• _DATA FOR THE TASK_:
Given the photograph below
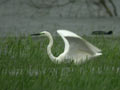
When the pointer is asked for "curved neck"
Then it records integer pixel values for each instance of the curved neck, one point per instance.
(53, 58)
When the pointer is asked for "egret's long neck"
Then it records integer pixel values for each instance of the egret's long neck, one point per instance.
(53, 58)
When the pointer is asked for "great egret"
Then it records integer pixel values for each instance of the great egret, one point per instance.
(76, 48)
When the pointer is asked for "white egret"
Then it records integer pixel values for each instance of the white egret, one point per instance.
(76, 48)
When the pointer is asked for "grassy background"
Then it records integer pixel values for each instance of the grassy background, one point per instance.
(25, 65)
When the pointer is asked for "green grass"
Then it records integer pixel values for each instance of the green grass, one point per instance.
(25, 65)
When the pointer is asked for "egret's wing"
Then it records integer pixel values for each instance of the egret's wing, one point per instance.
(76, 47)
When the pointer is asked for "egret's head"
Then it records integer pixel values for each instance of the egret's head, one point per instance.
(43, 33)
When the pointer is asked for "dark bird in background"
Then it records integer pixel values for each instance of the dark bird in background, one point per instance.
(102, 33)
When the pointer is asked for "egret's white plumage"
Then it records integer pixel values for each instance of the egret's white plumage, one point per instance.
(76, 48)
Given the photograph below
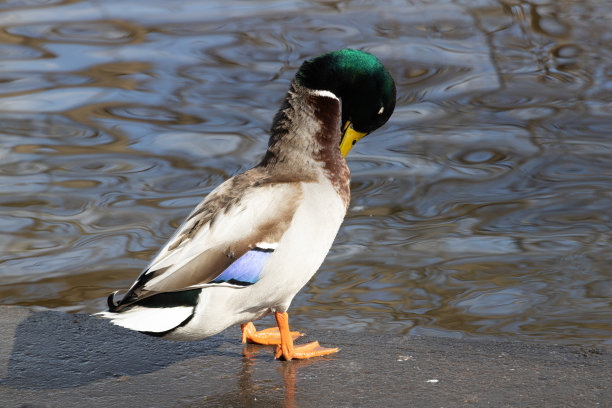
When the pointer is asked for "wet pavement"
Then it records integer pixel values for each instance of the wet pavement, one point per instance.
(50, 359)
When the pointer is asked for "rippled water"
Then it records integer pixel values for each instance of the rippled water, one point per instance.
(483, 208)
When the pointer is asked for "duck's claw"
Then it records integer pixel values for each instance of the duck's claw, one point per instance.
(304, 351)
(266, 337)
(288, 351)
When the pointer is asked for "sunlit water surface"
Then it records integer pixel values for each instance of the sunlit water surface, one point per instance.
(483, 208)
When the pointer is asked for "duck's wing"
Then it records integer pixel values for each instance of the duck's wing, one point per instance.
(226, 239)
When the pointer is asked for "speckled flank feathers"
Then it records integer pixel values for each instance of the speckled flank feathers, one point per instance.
(256, 240)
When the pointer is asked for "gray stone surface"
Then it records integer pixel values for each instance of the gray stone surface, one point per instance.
(52, 359)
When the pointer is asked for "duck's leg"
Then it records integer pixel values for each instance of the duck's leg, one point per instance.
(288, 351)
(267, 337)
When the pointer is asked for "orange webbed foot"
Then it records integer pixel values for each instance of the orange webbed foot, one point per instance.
(288, 351)
(304, 351)
(266, 337)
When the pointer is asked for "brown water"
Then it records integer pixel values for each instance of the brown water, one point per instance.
(483, 208)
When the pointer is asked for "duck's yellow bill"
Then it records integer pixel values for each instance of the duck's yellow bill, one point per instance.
(349, 138)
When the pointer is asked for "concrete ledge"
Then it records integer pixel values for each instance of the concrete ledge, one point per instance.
(50, 359)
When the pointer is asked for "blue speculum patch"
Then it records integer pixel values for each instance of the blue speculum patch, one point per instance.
(246, 269)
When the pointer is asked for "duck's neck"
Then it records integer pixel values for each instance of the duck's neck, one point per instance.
(305, 139)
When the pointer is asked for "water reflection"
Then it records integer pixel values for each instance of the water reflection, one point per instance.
(482, 208)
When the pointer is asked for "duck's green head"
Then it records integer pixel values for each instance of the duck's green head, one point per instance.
(362, 83)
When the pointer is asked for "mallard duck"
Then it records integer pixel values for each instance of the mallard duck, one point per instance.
(257, 239)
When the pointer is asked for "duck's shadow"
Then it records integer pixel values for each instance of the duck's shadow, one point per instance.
(58, 350)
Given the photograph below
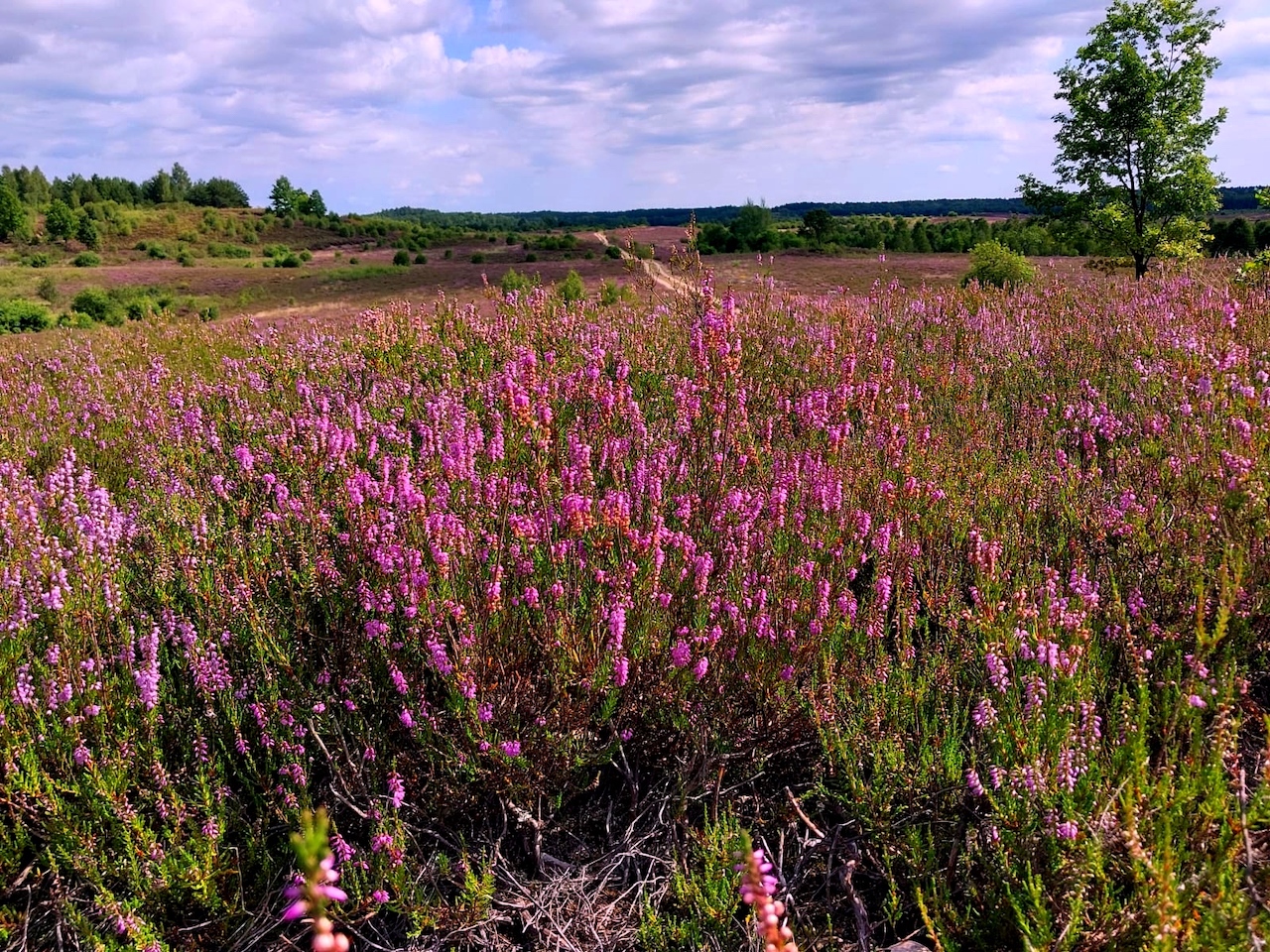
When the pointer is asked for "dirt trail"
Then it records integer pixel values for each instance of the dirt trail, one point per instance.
(656, 271)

• _GIVEN REQUEST_: In your copy of the listing above, reproduce each line exactly and omit all pictures.

• _RESULT OF THE EXERCISE_:
Given the photograph below
When the pointer is asked for "curved neck"
Then it records integer pixel values for each instance of the curved neck, one point per instance.
(53, 58)
When the pointer is asked for "egret's long neck"
Then it records integer pixel values for each instance of the egret's long neck, one point per instance.
(53, 58)
When the pointer is asked for "great egret"
Then it records integer pixel values for each instance of the great egret, one point per instance.
(76, 48)
When the pointer is asked for "white egret"
Then it records integer pixel values for each instance of the white egret, one point per instance.
(76, 48)
When the pointer is asked for "grassy background"
Then it records integer pixel values for each instance of the grassy background, one point per instance.
(25, 65)
When the pointer is asked for "green grass"
Then it records integer pixel values for each instance of the green grass, one point per instance.
(25, 65)
When the pointer is asked for "egret's wing"
Then it records integer pixel values for each instance of the egret's wing, one point per instance.
(76, 47)
When the pointer is asked for "egret's head"
Then it records integer pixel values for each instance of the egret's head, one point per instance.
(43, 33)
When the pointer is asked for "dark bird in background"
Then it records integer pixel values for each instance of the dark bird in background, one point per instance.
(102, 33)
When the pointer is asked for "egret's white plumage"
Then it records integer pixel values for each instance of the egret's white plumage, one point per instance.
(76, 48)
Given the photograph below
When the pointer is asked for "wet pavement"
Then it records integer pixel values for each instance of the wet pavement, one point per instance.
(50, 359)
When the pointer is asked for "rippled water"
Then it records integer pixel values for each instance of the rippled water, one point per instance.
(483, 208)
When the pointer is asked for "duck's claw"
Then it records integer pixel values for each instance of the duck's claw, one point per instance.
(304, 351)
(266, 337)
(288, 351)
When the pointer is asked for "sunlit water surface"
Then it records integer pixel values for each instance of the sunlit water surface, one point per instance.
(483, 208)
When the pointer is asked for "duck's wing"
Then it records integer pixel values for each instance of the duck's wing, one point per instance.
(226, 239)
When the pointer is asked for "speckled flank feathers"
Then it records integer pixel values for each instance of the speckled flank feathers, one point per instance.
(256, 240)
When the pointer is asked for "gray stone surface"
Then it records integer pixel values for each instance of the gray stone surface, one point per instance.
(52, 359)
When the pointer is asked for "duck's leg"
Then it records integer pixel values for each instance of the duck's leg, one point per instance.
(288, 351)
(267, 337)
When the pointer is asked for "orange webbed foot"
Then it records integer pixel values for each instance of the orange webbed foot, one point per instance.
(288, 351)
(304, 351)
(266, 337)
When the pointer is asked for "brown water"
Then it records integer pixel values for each instance of the brown water, one point per instance.
(483, 208)
When the pointer is asked for "duck's yellow bill"
Then it records integer pixel values for each instance of the duck's yellow bill, one point per instance.
(349, 138)
When the pointer is asked for "concrete ledge"
Then it records integer pixel values for each instance of the concrete ledge, one point per instance.
(50, 359)
When the pointer is asked for "blue speculum patch"
Then it records integer pixel values for each instance of the blue speculum patch, one point per instance.
(246, 269)
When the pointer is asked for "duck's neck"
Then it records integer pixel values for each instance of the duck's neck, one point per instance.
(305, 139)
When the pointer is asked for "water reflection"
Then it records integer pixel values for each instance of the water reflection, one point per instance.
(482, 208)
When the pointer is asked for "duck's green head"
Then it records integer pixel values for each instance of the duck's green head, one point per instance.
(362, 83)
When the pointer is asked for "mallard duck"
Then it records integer pixel values for each instance of the mallard duck, one point per instance.
(257, 239)
When the pointer is asked for "duck's shadow"
Then it records integer pixel values for each instance of the duck's shadow, one point per instance.
(58, 350)
Given the photograph below
When the pointer is asked for "dirt trail"
Then it records integer pixel values for each instance of the dirt trail, one point per instance.
(656, 271)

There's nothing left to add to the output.